Kurze Übung 1 |
Tauschen Sie in den Datensätzen im Abschnitt, der mit der Zeile beginnt, die „neck in the photograph above.“ enthält, und bis zum Ende der Datensätze reicht (beide Enden eingeschlossen), „Marks“ gegen „Points“ aus. Geben Sie nur diese Zeilen wieder und lassen Sie alles Übrige unverändert.

Im Gegenteil: Die Anerkennung der eigenen Mission durch die Menge, ihre Gefolgschaft, konstituiert erst die Führerschaft. Die Nähe zur Menge wird daher sehnsüchtig gesucht, und in den Reden wird die Gefolgschaft auf eine Weise beschworen, die ein nahezu erotisches Verhältnis inszeniert – wenn auch immer als Konstellation von Dominanz und Unterwerfung, nicht als gleichberechtigte Beziehung »auf Augenhöhe«. Aber auch sadomasochistische Liebesbeziehungen sind Liebesbeziehungen – und im Verhältnis von diktatorischen Herrschern zu ihren Untertanen findet man sie nicht eben selten.
In diesem Sinne lässt sich auch der außerordentliche rhetorische Erfolg Hitlers erklären. Und es zeigt sich, dass im Hinblick auf die emotionale Einstellung des Redners zu seiner Hörerschaft nicht die Alternative »Achtung oder Verachtung« maßgebend ist; entscheidend ist vielmehr,
ob der Redner ein Ziel verfolgt, von dem er annehmen kann,
dass es für seine Zuhörer erstrebenswert ist (eine glaubwürdige Vision/Mission)

Bereitgestellte Datensätze |
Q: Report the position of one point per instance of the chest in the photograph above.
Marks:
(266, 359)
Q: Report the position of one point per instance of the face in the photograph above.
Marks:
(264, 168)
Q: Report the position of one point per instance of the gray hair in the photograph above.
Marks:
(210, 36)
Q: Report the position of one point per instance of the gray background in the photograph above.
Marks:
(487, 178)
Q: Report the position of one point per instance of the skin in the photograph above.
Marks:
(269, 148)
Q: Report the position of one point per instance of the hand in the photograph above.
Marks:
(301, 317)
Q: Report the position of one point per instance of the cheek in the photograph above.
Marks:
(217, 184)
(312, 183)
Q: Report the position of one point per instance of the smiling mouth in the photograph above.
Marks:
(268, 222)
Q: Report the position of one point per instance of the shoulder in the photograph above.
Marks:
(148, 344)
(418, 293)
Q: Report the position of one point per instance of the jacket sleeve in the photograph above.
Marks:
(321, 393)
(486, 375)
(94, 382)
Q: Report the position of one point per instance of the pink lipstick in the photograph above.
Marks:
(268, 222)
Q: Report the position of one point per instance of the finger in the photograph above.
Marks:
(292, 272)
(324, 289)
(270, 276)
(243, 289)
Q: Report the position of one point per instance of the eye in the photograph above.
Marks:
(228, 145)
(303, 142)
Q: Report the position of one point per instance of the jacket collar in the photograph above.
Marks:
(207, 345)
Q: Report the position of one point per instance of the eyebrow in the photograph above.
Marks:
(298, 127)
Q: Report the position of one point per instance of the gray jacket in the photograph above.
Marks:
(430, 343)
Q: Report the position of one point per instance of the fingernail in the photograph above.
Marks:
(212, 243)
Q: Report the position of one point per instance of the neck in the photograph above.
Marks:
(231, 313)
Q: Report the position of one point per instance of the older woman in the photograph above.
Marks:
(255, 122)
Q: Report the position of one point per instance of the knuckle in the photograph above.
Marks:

Kurze Übung 2 |
Prüfen Sie, ob die folgenden Aussagen mit dem Textauszug übereinstimmen, und belegen Sie jede Antwort mit den entscheidenden Worten des Textauszugs: (a) Hitlers rhetorischer Erfolg wird als außerordentlich bezeichnet. (b) Das Verhältnis zwischen Führer und Gefolgschaft wird als gleichberechtigte Beziehung dargestellt. (c) Für die emotionale Einstellung des Redners zu seiner Hörerschaft ist die Alternative „Achtung oder Verachtung“ maßgebend.

Lösung 1 |
Q: Report the position of one point per instance of the neck in the photograph above.
Points:
(231, 313)
Q: Report the position of one point per instance of the older woman in the photograph above.
Points:
(255, 122)
Q: Report the position of one point per instance of the knuckle in the photograph above.
Points:

Lösung 2 |
(a) Ja: „der außerordentliche rhetorische Erfolg Hitlers“
(b) Nein: „nicht als gleichberechtigte Beziehung »auf Augenhöhe«“
(c) Nein: „nicht die Alternative »Achtung oder Verachtung« maßgebend ist“